═══ AVAILABLE DATA
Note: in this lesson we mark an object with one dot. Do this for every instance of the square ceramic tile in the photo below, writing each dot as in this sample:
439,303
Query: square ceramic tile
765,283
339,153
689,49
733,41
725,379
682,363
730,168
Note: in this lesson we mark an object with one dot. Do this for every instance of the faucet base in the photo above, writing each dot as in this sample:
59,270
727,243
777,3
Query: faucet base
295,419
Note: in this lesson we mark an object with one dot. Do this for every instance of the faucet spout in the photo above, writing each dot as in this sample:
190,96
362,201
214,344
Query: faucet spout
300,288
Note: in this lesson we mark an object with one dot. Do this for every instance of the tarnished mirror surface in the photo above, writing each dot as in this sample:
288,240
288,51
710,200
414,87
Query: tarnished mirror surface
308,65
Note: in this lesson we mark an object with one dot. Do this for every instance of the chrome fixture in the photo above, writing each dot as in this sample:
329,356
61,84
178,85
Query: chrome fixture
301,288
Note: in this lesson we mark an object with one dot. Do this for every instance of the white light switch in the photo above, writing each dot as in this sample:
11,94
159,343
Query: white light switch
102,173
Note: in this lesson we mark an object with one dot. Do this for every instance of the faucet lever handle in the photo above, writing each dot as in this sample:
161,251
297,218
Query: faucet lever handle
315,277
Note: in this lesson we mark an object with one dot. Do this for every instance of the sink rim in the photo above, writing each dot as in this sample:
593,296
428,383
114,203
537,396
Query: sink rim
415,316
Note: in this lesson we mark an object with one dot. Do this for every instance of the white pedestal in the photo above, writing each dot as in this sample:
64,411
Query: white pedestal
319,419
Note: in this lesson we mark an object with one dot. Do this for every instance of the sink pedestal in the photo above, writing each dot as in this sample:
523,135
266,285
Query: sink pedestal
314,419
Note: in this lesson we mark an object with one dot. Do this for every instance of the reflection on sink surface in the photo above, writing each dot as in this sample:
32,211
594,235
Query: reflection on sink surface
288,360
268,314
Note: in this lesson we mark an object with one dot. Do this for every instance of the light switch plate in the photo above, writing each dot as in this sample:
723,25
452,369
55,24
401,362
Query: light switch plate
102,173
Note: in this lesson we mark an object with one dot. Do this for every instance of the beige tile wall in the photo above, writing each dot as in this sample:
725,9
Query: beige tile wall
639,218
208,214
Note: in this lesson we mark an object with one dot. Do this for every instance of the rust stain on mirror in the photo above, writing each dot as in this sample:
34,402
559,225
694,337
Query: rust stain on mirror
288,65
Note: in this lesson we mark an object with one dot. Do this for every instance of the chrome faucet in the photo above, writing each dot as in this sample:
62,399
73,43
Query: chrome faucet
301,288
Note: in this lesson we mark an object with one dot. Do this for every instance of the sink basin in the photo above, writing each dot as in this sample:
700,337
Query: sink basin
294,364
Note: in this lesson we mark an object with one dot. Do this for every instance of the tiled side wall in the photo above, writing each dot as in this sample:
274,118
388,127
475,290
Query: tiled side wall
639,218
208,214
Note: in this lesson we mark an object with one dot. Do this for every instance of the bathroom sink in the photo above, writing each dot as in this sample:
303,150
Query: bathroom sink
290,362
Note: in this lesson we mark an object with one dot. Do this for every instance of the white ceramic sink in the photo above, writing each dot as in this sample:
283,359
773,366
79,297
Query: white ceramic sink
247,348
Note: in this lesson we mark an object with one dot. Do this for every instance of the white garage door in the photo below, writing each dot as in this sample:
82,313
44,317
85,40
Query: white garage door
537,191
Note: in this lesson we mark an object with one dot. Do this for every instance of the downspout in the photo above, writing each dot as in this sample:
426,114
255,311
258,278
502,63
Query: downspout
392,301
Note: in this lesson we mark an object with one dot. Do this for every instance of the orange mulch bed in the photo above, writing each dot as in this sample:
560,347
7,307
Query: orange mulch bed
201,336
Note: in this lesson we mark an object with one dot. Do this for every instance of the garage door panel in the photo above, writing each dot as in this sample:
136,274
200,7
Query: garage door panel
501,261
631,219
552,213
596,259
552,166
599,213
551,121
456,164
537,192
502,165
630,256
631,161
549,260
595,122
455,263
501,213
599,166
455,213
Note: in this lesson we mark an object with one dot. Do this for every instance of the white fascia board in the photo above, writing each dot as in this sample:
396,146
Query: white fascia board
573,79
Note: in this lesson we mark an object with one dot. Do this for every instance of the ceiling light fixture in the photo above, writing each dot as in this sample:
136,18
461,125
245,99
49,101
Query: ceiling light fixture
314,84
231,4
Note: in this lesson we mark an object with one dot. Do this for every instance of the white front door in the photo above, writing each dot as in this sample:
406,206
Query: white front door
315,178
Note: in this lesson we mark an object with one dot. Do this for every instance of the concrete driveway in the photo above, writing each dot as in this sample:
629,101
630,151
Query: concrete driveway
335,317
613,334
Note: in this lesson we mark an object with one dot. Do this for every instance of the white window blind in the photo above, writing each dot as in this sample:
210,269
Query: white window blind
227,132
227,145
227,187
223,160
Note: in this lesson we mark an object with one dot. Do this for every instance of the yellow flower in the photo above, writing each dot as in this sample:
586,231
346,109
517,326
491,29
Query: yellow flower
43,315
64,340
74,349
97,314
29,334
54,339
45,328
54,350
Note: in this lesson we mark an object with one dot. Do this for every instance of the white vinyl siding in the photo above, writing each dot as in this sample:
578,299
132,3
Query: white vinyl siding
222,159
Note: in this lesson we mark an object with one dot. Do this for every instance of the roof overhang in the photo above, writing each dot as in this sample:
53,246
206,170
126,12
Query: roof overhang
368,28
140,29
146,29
══════
Output the listing in full. Leave every line unchanged.

RESULT OF THIS TASK:
Note: in this lesson we mark an object with one dot. Do this for every instance of the square ceramic tile in the photo below, writing each dot as in this sample:
439,303
Query: square ceramic tile
765,283
339,153
689,49
733,41
725,379
682,363
730,168
Note: in this lesson we mark an object with one dot. Do this for every instance of the faucet base in the photo above, writing each dot as in this sample:
59,270
727,243
777,3
Query: faucet base
295,419
Note: in this lesson we mark an object with one dot. Do this for every instance of the faucet spout in the photo above, writing each dot as in this sample:
190,96
362,201
214,344
Query: faucet spout
300,288
Note: in this lesson we mark an object with one dot. Do this for every instance of the tarnished mirror surface in the photo above, writing each dot as in this sample:
288,240
288,51
710,200
414,87
Query: tarnished mirror surface
308,65
Note: in this lesson we mark an object with one dot. Do this for every instance of the chrome fixture in the photo above, writing each dot as in this sample:
329,356
61,84
178,85
Query: chrome fixture
301,288
Note: in this lesson we mark an object with one dot. Do this for every instance of the white light switch in the photo above, writing each dot as in this sample:
11,94
159,343
Query: white light switch
102,173
Note: in this lesson we mark an object with one dot. Do this for every instance of the faucet lever handle in the photo above, writing each dot as in this sample:
161,251
297,218
Query: faucet lever handle
315,277
Note: in this lesson we mark an object with one dot. Do this for every instance of the sink rim in the photo above, writing each dot as in this sample:
593,296
428,383
114,203
537,396
Query: sink rim
415,316
Note: in this lesson we mark an object with one dot. Do this for every instance of the white pedestal in the photo above, writing each dot as in this sample:
64,411
Query: white pedestal
319,419
Note: in this lesson we mark an object with one dot. Do this for every instance of the sink pedestal in the photo above, writing each dot as in this sample:
523,135
266,285
Query: sink pedestal
314,419
Note: in this lesson we mark an object with one dot. Do this for every instance of the reflection on sink surface in the photo above, writing each dot as in this sample:
32,211
594,235
Query: reflection on sink surface
288,360
268,314
Note: in this lesson we mark an object with one dot. Do this for every instance of the light switch plate in the photo above, writing each dot as in this sample:
723,25
452,369
55,24
401,362
Query: light switch plate
102,173
Note: in this lesson we mark an object with one dot. Do this for every instance of the beige tile wall in the photo above, writing each dot as in this sample:
725,9
Query: beige tile wall
639,218
208,214
Note: in this lesson we mark an object with one dot. Do this for every instance of the rust stain on mirror in the photo above, writing each dot as in this sample:
34,402
559,225
694,337
Query: rust stain on mirror
288,65
Note: in this lesson we mark an object with one dot. Do this for every instance of the chrome faucet in the photo above, writing each dot as in this sample:
62,399
73,43
Query: chrome faucet
301,288
Note: in this lesson we mark an object with one dot. Do this for every instance of the sink basin in the photo above, writing each dot as in this sample:
700,337
Query: sink basin
294,364
Note: in this lesson we mark an object with one dot. Do this for every instance of the tiled side wall in the photo above, writing each dot as in this sample:
274,118
388,127
475,290
Query: tiled side wall
639,218
208,214
Note: in this lesson we mark an object with one dot. Do this for every instance of the bathroom sink in the photo above, writing each dot as in this sample:
303,150
Query: bathroom sink
290,362
Note: in this lesson we mark an object with one dot. Do this for every instance of the white ceramic sink in the photo above, writing each dot as in this sample:
283,359
773,366
79,297
Query: white ceramic sink
247,348
Note: in this lesson we mark an object with one dot. Do this for every instance of the white garage door in the photo below, writing each dot as in this sample:
82,313
44,317
85,40
Query: white garage door
537,191
Note: in this lesson we mark an object with one dot. Do this for every instance of the downspout in the photo above, writing each dot as in this sample:
426,114
255,311
258,278
502,63
Query: downspout
392,301
Note: in this lesson we mark an object with one dot. Do this for every instance of the orange mulch bed in the photo above, writing each dot as in this sample:
560,347
7,307
Query: orange mulch bed
201,336
Note: in this lesson we mark an object with one dot. Do this for every instance of the garage door panel in the photo above, writing each dot as in this sample:
136,274
200,7
Query: garage door panel
501,261
631,219
552,213
596,259
552,166
599,213
551,121
456,164
537,192
502,165
630,256
631,161
549,260
595,122
455,263
501,213
599,166
455,213
Note: in this lesson we mark an object with one dot. Do this for every instance of the white fascia board in the photo above, writing each dot as in this sample:
396,146
Query: white fascia board
573,79
Note: in this lesson we mark an object with one dot. Do this for every instance of the ceiling light fixture in the photo above, writing each dot as in this sample:
136,18
461,125
245,99
49,101
Query: ceiling light fixture
314,84
231,4
Note: in this lesson we mark an object with one dot. Do this for every instance of the white front door in the photo above, writing each dot as in this sample:
406,206
Query: white front door
315,178
Note: in this lesson we mark an object with one dot. Do this for every instance of the concrete driveway in the photo above, writing each dot as in this sample:
629,101
630,151
Query: concrete driveway
335,317
613,334
Note: in this lesson we mark an object with one dot. Do this for every instance of the white window blind in the photo above, writing each dot as in this sample:
210,269
Query: white window blind
227,132
227,145
227,187
223,160
Note: in this lesson we mark an object with one dot. Do this for every instance of the yellow flower in the photo above, writing each dot as in this sample:
586,231
346,109
517,326
491,29
Query: yellow flower
43,315
64,340
74,349
97,314
29,334
54,339
45,328
54,350
Note: in this lesson we mark an object with one dot. Do this for every instance of the white vinyl siding in the photo above, writing each dot as in this sample:
578,299
132,3
Query: white vinyl siding
222,159
Note: in this lesson we mark an object with one dot. Do this for every instance of the roof overhang in the photo above, writing each dot as in this sample:
53,246
206,170
126,12
Query: roof overhang
368,28
140,29
146,29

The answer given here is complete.